### Your goal
Would you return the listing exactly as written, apart from its pictures?

(Input for this task begins)

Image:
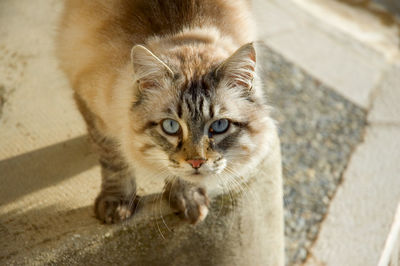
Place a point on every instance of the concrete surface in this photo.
(355, 49)
(319, 129)
(39, 156)
(360, 216)
(386, 106)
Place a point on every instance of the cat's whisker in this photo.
(160, 211)
(242, 184)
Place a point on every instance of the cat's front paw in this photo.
(189, 200)
(112, 209)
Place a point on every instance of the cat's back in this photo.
(98, 31)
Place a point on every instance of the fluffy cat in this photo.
(169, 90)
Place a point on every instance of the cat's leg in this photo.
(189, 200)
(117, 200)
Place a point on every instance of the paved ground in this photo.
(334, 80)
(354, 49)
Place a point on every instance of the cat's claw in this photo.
(189, 200)
(112, 209)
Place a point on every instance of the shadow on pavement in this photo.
(26, 173)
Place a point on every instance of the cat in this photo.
(168, 90)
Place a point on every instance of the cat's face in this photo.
(199, 127)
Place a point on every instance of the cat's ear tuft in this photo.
(148, 68)
(239, 69)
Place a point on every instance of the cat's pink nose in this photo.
(196, 163)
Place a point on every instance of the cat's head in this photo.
(195, 117)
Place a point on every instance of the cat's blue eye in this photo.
(219, 126)
(170, 126)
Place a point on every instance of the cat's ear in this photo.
(148, 68)
(239, 69)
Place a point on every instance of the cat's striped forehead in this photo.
(197, 98)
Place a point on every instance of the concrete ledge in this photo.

(Input for this task ends)

### Answer to this exercise
Image:
Place a point on every instance of the concrete surface in this photo.
(355, 49)
(319, 129)
(39, 156)
(360, 216)
(386, 106)
Place a point on every instance of the cat's whisker in this photo.
(160, 211)
(242, 184)
Place a point on every instance of the cat's front paw in this photo.
(189, 200)
(112, 209)
Place a point on every instance of the cat's back in this photo.
(98, 31)
Place a point on every instance of the fluffy cat in this photo.
(169, 90)
Place a point on every instance of the cat's leg in this photo.
(189, 200)
(117, 200)
Place a point on every instance of the paved ground in this photo.
(334, 80)
(354, 49)
Place a point on every instance of the cat's claw in this photo.
(189, 200)
(112, 209)
Place a point on every instance of the shadow on pavement in this photo.
(26, 173)
Place a point on every instance of the cat in this photo.
(168, 90)
Place a point on every instance of the cat's face in this photo.
(199, 127)
Place a point on every instance of the cat's ear tuft in this photo.
(148, 68)
(239, 69)
Place a point on every instance of the cat's pink nose in this photo.
(196, 163)
Place a point on every instance of the cat's head in this photo.
(195, 117)
Place a point on every instance of the cat's blue eye in this photo.
(219, 126)
(170, 126)
Place a point on every instance of the cat's ear in this photo.
(148, 68)
(239, 69)
Place a point on every instance of the cat's striped forehead in this photo.
(197, 98)
Place a point on every instance of the concrete ledge in this photo.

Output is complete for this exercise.